Dataset excerpts on object pointing
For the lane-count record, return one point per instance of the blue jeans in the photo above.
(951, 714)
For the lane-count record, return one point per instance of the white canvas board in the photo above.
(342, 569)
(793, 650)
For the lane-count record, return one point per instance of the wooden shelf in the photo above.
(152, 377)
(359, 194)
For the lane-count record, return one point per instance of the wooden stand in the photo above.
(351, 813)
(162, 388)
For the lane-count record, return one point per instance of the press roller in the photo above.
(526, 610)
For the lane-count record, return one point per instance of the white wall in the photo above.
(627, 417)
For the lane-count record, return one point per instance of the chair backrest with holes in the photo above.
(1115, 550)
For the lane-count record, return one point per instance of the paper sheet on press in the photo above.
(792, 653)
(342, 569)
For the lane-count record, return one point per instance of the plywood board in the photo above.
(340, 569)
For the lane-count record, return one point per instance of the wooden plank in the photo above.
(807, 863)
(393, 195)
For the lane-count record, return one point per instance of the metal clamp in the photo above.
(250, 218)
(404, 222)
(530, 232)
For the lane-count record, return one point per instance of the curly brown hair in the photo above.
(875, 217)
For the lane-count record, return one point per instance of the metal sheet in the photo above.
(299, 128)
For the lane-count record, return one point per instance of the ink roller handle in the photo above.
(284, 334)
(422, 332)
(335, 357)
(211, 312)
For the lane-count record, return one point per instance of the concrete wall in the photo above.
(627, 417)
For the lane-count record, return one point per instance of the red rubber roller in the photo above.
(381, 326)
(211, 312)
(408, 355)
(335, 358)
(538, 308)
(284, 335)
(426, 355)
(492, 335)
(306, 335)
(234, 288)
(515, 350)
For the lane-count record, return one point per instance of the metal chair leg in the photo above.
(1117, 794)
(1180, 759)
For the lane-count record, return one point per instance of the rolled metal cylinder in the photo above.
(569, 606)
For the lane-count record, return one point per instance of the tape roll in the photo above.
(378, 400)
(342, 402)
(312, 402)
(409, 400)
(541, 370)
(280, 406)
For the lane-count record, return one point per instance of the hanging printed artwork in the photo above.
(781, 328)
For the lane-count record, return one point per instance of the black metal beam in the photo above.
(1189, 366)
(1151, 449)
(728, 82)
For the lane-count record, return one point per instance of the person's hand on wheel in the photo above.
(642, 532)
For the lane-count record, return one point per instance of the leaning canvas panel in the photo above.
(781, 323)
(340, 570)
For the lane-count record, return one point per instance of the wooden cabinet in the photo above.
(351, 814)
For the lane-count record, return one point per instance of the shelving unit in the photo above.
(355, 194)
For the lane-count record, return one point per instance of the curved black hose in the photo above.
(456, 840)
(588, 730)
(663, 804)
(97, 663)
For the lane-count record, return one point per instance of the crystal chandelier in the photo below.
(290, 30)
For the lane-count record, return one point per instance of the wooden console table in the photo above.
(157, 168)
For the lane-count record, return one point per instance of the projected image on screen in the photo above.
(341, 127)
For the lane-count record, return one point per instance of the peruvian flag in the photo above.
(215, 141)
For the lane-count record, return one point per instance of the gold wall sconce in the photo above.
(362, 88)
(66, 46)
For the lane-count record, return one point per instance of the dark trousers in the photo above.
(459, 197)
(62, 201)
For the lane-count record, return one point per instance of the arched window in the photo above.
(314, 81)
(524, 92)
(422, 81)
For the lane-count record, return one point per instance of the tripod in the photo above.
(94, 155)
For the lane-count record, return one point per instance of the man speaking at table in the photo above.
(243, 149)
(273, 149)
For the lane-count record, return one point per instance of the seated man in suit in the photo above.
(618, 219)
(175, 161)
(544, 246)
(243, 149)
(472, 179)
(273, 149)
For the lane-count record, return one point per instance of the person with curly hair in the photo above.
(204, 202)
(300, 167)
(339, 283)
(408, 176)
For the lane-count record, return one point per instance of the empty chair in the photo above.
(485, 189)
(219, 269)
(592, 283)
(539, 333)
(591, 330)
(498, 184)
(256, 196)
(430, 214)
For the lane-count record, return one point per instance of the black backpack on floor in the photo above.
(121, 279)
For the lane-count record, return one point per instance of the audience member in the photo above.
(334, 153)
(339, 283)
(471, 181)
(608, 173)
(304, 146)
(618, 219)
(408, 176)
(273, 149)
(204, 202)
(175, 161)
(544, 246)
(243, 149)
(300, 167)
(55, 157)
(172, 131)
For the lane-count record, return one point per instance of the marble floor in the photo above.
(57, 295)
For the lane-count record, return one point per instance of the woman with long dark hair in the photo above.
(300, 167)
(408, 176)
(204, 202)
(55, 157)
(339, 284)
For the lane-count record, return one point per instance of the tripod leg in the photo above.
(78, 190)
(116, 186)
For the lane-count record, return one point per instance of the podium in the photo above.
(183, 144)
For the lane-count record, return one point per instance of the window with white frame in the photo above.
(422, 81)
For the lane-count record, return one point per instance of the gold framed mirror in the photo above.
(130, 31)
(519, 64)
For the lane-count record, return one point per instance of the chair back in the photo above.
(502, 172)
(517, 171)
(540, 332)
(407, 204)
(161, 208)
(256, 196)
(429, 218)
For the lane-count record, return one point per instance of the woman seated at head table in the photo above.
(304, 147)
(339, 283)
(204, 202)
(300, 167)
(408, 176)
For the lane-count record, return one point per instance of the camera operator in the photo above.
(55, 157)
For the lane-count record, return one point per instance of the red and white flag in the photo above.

TASK GOAL
Only those lines running from the one containing "chair in the photo above." through the last line of the data above are to be copied, exactly, with both ends included.

EXERCISE ANSWER
For the lane-count record, return one point per instance of the empty chair in the photo above.
(485, 189)
(219, 269)
(592, 283)
(539, 333)
(591, 330)
(498, 184)
(256, 196)
(430, 214)
For the lane-count record, return one point per instance of the black backpack on floor in the photo above.
(121, 279)
For the lane-count record, return one point per instance of the audience member in the photo above.
(334, 153)
(339, 283)
(471, 181)
(608, 173)
(304, 146)
(618, 219)
(408, 176)
(273, 149)
(204, 202)
(175, 161)
(544, 246)
(243, 149)
(300, 167)
(55, 157)
(172, 131)
For the lane-count record, return one point per instance of the marble floor in the photo above.
(57, 295)
For the lane-count record, return one point per instance of the woman with long dark hair in the photo above.
(300, 167)
(408, 176)
(204, 202)
(55, 157)
(339, 284)
For the lane-count record, return one point per instance of the tripod leg in the photo above.
(78, 190)
(116, 186)
For the lane-count record, return one point per instance of the podium in the photo above.
(183, 144)
For the lane-count record, return one point per instance of the window with white frame in the photo above.
(422, 81)
For the lane-count record, return one point per instance of the gold framed mirror in the photo above.
(130, 31)
(519, 64)
For the lane-count record, return one point per instance of the chair back in the photo above.
(502, 172)
(517, 171)
(540, 332)
(407, 204)
(161, 208)
(256, 196)
(429, 218)
For the lane-count record, return one point per instance of the woman seated at head table in the photo above.
(304, 147)
(339, 283)
(204, 202)
(300, 167)
(408, 176)
For the lane-count record, return one point per instance of the camera operator in the photo above.
(55, 157)
For the lane-count record, return one point per instance of the red and white flag in the photo above.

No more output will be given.